■ Passage given:
┌──

I am more surprised by the inability of many to take half-decent photos or use the English language.

barbara says:
29 February 2012

hi yes i do agree with asda it will save a lot of waste and it will be good for the invirement to i think it is a big cone .

Pam says:
2 March 2012

There is nothing wrong with multibuys as long as it is something you buy anyway, and is not perishable. The last one I got was 2 bags of 160 Tetleys Tea Bags for £1.50 less than the prce of 1 x 240 bags. Thats a bargain! I shop at Tesco because we don’t have an ASDA where I live. You just have to watch what you are doing. There are bargains to be had.

Adele says:
2 March 2012

I’m a one person household so I can’t take part in the bulk buy offers unless I want to eat the same thing for a week! Why am I being punished just because I only cook for one?

└──

■ Challenge 1:
Identify each line of the records below that contains the string "every". Case counts.

■ Records provided:

┌──

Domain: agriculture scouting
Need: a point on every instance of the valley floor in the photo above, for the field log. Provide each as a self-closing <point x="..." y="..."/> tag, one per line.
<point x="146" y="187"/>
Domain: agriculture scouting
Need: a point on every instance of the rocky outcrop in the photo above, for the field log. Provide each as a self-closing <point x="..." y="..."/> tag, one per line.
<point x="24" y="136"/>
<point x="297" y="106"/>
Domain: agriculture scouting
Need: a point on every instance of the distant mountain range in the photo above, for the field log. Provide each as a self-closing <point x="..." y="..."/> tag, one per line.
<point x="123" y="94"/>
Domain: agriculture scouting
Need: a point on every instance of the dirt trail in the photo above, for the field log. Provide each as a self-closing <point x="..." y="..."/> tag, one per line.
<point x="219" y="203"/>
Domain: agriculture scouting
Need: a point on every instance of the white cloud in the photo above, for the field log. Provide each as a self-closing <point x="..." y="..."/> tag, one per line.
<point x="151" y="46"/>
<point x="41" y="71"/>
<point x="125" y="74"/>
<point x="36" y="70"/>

└──
┌──

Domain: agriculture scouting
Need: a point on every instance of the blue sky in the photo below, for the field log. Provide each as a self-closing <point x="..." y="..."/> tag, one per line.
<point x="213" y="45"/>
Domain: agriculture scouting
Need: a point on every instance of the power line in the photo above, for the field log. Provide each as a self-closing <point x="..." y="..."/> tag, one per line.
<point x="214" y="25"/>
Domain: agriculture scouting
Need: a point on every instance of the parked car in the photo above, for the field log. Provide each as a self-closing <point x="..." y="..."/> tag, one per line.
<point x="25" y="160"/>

└──

■ Challenge 2:
Summarize the comments on bulk-buy offers in two sentences.

■ Answer 1:
Need: a point on every instance of the valley floor in the photo above, for the field log. Provide each as a self-closing <point x="..." y="..."/> tag, one per line.
Need: a point on every instance of the rocky outcrop in the photo above, for the field log. Provide each as a self-closing <point x="..." y="..."/> tag, one per line.
Need: a point on every instance of the distant mountain range in the photo above, for the field log. Provide each as a self-closing <point x="..." y="..."/> tag, one per line.
Need: a point on every instance of the dirt trail in the photo above, for the field log. Provide each as a self-closing <point x="..." y="..."/> tag, one per line.
Need: a point on every instance of the white cloud in the photo above, for the field log. Provide each as a self-closing <point x="..." y="..."/> tag, one per line.
Need: a point on every instance of the blue sky in the photo below, for the field log. Provide each as a self-closing <point x="..." y="..."/> tag, one per line.
Need: a point on every instance of the power line in the photo above, for the field log. Provide each as a self-closing <point x="..." y="..."/> tag, one per line.
Need: a point on every instance of the parked car in the photo above, for the field log. Provide each as a self-closing <point x="..." y="..."/> tag, one per line.

■ Answer 2:
One commenter agrees with ASDA that the change will save waste and help the environment. Another says multibuys are fine for nonperishable items already bought, citing a tea bag deal at Tesco, while a one-person household objects to being unable to use bulk offers.